# [WHAT TO DO]
Decide whether each statement agrees with the text on communicating with your child below. Answer yes or no for each, and quote the deciding words from the text. (a) Boys who can express all their feelings are weak. (b) It is fine for an adult to be sad along with a child. (c) Children this age no longer make many mistakes.

# [DOCUMENT EXCERPT]
● ● ● ●
Problems communicating with your child

a woman talking to a child
You must learn to control your temper.

As children get older we expect more from them — we want them to do more and behave well. But children this age are still learning. They make many mistakes, which are part of learning. And children who have suffered losses may struggle with feelings of anger and distrust. It takes patience and understanding to help these children, especially if they are defiant or fight with others. Try to avoid speaking harshly or being cruel to children. See Chapter 14 for more about why harsh treatment is not good for children. The rest of this chapter suggest some ways to handle difficult child behaviors.

Sometimes caregivers worry about how to respond to a child who is very sad. We often say, “Don’t cry, everything will be fine” to a crying child. But children need to know their feelings are normal and understandable. This is especially true for boys, who often learn that showing sadness or fear is shameful for boys, wrongly believing it means a boy is weak. In fact, boys who can express all their feelings are strong.

a woman talking to a child
I’m so sorry you had to go through that. It would make me upset too

Children are comforted simply when an adult stays with them while they cry, perhaps rubbing the child’s back gently. Try to accept a child’s feelings and reactions, rather than making fun of them or urging them away. It is fine to be sad along with your child. When a child sees an adult coping with their own painful feelings, this can help the child.

If you are ill, or struggling with some of the same problems and feelings your child has, you may need support in order to talk freely with your child about his feelings. If your child’s painful feelings or worries bring up too much of your own sadness, anger, guilt, or worries, try to talk to a friend or counselor about this, or see if you can find a support group.
● ● ● ●
# [STORED DATA]
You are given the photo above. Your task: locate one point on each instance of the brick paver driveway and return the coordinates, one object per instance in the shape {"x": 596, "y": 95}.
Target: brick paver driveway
● ● ● ●
# [SOLUTION]
(a) No: "In fact, boys who can express all their feelings are strong."
(b) Yes: "It is fine to be sad along with your child."
(c) No: "They make many mistakes, which are part of learning."